··· Passage shown

My misunderstanding grew out of the semantic and syntactic differences between each of the programming languages I learned – knowing that, for example, I couldn’t mix .asp and .php in a webpage how could a system built with .asp communicate with a system built with .php? But humans have built computers and have modelled their own behaviour. An English speaker can communicate with a French speaker despite having different languages – they just need to standardise the messages they exchange into a mutually intelligible format.
Messages exchanged between computers must be structured to obey expected and consistent rules. The same conventions apply to human language and structured text formats:
- messages must have a discernible beginning and end
- constituent parts of messages must be distiguished and defined
- rules must be applied consistently.
It seems incredible to be able to define communication with only three rules but that’s about it – think of something you’d say to somebody in English – you can classify it using just those three rules.
There are a handful of structured text formats in common use:
- Name|Value pairs: the simplest structured data format consists of a sequence of pairs in the format Name=Value, separated by an ampersand. This is the format passed using the GET verb in http. In a URL the start of the message is signified by the ? character and ends at the last character in the message being passed. In other contexts nv pairs are sent as a distinct unit of data that starts with the first character and ends with the last. It is possible to introduce other conventions to introduce more structure: splitting values into additional or multiple values by use of additional delimiters eg:
?name=forename_john|surname_smith would describe a data item name comrpised of two units forename and surname. Largely due to its use in the context of URL requests and the limitations in terms of data length and reserved characters that this imposes, nv pairs are most commonly found transmitting data at a smaller scale and lower complexity. NV pairs are good for sending instructions and identifying items. - Delimited text: CSV, tab delimited text etc this format uses physical position as a sntactic structure and in this respect is far removed from natural, human communication. A delimited text comprises a list of definitions or labels and then a set of values. The individual labels and values are separated by a consistent delimiting character, commonly a comma, and then each complete set of labels or values is separated by another delimiter, most often a newline character:
title,forename,surname,age
mr,john,smith,32
CSV data allows a single level of hierarchy, it describes only a two-dimensional dataset, but it is compact – the semantic definitions are only stated in the initial line. Delimited text is less huamn-readable and imposes a serious restriction on the content by reserving two characters that must not appear except as delimiters – in this way, delimited text structures are prone to structural error due to the simplification of their data definition rules. - XML and JSON are tightly but flexibly structured text formats. Each allows user definition of labels and user imposition of hierarchies of potentially infinite depth. Formal structural rules describe only the formats for signifying the beginning and end of data items and the delimiter between labels and values.

······
··· Information shown

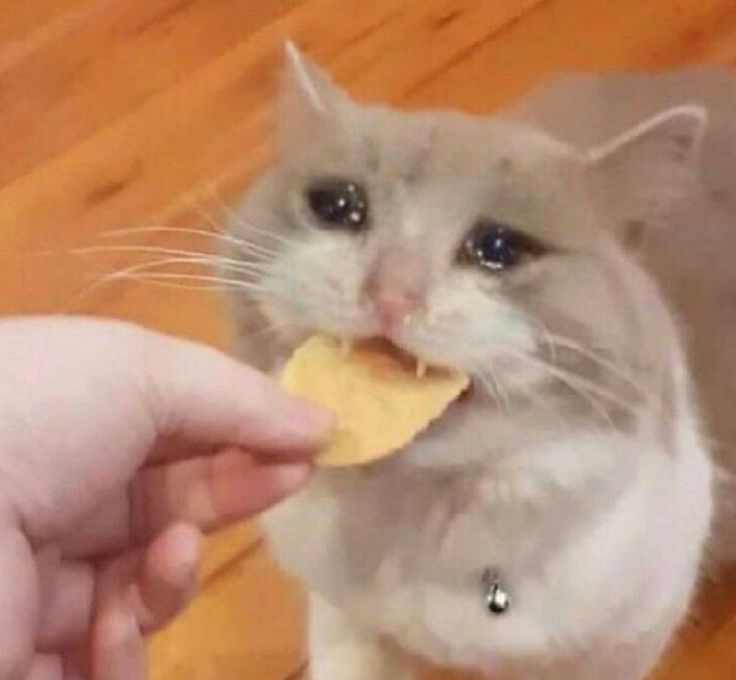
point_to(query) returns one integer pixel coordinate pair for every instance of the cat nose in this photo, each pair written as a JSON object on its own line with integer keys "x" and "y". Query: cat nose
{"x": 395, "y": 288}
{"x": 392, "y": 308}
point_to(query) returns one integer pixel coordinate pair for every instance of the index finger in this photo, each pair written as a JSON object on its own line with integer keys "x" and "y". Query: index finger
{"x": 198, "y": 394}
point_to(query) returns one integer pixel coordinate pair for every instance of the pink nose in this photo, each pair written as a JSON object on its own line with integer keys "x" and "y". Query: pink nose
{"x": 393, "y": 307}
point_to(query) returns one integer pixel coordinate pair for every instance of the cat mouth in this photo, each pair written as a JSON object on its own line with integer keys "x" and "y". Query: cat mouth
{"x": 410, "y": 361}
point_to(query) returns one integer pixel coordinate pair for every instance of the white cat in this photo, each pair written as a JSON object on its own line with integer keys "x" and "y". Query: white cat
{"x": 551, "y": 524}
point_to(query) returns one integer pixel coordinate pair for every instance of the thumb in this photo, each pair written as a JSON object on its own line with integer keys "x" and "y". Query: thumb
{"x": 199, "y": 394}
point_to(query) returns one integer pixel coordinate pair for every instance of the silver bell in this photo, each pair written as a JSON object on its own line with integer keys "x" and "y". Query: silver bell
{"x": 497, "y": 600}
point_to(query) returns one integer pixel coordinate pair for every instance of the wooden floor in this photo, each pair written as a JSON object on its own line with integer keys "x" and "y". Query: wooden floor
{"x": 120, "y": 114}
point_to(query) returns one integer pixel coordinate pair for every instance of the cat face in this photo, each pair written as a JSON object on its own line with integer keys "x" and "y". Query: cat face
{"x": 473, "y": 243}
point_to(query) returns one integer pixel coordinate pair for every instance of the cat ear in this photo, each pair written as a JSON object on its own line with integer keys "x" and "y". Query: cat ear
{"x": 310, "y": 103}
{"x": 639, "y": 175}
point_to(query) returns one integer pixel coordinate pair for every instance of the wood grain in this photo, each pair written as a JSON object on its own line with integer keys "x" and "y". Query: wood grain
{"x": 128, "y": 113}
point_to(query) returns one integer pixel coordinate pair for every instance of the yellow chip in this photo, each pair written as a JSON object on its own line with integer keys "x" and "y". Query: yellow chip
{"x": 380, "y": 399}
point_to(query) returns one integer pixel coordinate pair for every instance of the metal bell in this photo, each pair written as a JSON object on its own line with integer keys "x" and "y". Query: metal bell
{"x": 497, "y": 600}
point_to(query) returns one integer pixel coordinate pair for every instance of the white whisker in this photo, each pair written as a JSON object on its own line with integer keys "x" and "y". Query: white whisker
{"x": 246, "y": 246}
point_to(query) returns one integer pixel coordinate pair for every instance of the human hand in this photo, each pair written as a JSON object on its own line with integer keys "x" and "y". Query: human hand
{"x": 117, "y": 447}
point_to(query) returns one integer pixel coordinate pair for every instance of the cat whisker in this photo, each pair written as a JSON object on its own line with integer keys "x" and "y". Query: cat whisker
{"x": 612, "y": 367}
{"x": 238, "y": 220}
{"x": 588, "y": 391}
{"x": 218, "y": 283}
{"x": 255, "y": 249}
{"x": 182, "y": 255}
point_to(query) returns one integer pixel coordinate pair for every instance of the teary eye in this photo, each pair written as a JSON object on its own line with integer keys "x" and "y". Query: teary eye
{"x": 498, "y": 247}
{"x": 339, "y": 204}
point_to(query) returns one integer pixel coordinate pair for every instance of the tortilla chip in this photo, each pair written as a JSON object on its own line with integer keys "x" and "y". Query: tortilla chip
{"x": 380, "y": 399}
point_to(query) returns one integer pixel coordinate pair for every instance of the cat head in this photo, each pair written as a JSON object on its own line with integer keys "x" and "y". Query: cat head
{"x": 469, "y": 242}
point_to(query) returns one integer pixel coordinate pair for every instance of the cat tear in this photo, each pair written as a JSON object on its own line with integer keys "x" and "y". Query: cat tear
{"x": 421, "y": 368}
{"x": 346, "y": 346}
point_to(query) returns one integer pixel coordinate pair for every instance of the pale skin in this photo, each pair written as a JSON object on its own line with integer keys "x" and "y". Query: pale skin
{"x": 118, "y": 448}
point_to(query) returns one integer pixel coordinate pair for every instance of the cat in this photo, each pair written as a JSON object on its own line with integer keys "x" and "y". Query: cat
{"x": 552, "y": 523}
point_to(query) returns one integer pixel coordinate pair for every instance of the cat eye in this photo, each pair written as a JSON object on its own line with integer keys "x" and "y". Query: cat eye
{"x": 498, "y": 247}
{"x": 339, "y": 204}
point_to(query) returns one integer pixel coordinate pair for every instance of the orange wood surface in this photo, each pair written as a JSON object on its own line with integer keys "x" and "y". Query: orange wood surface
{"x": 119, "y": 114}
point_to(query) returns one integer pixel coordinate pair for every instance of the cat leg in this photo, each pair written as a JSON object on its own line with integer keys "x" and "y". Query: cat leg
{"x": 339, "y": 650}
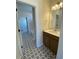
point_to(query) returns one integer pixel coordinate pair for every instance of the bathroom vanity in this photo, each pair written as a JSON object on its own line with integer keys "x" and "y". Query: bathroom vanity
{"x": 51, "y": 39}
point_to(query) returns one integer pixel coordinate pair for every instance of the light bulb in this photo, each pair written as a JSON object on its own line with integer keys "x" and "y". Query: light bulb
{"x": 61, "y": 4}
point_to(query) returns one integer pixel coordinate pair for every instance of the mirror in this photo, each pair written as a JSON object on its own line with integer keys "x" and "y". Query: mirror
{"x": 57, "y": 18}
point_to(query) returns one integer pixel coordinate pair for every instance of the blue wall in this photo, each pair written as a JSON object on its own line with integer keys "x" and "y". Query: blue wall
{"x": 23, "y": 24}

······

### Challenges
1. According to the passage on structured text formats, which character marks the start of a name/value message in a URL?
2. From the passage on structured text formats, copy out the stretch that begins at the words "My misunderstanding grew" and stops after "be applied consistently.".
The items have no role in this work.

### Answers to each task
1. The ? character.

2.
My misunderstanding grew out of the semantic and syntactic differences between each of the programming languages I learned – knowing that, for example, I couldn’t mix .asp and .php in a webpage how could a system built with .asp communicate with a system built with .php? But humans have built computers and have modelled their own behaviour. An English speaker can communicate with a French speaker despite having different languages – they just need to standardise the messages they exchange into a mutually intelligible format.
Messages exchanged between computers must be structured to obey expected and consistent rules. The same conventions apply to human language and structured text formats:
- messages must have a discernible beginning and end
- constituent parts of messages must be distiguished and defined
- rules must be applied consistently.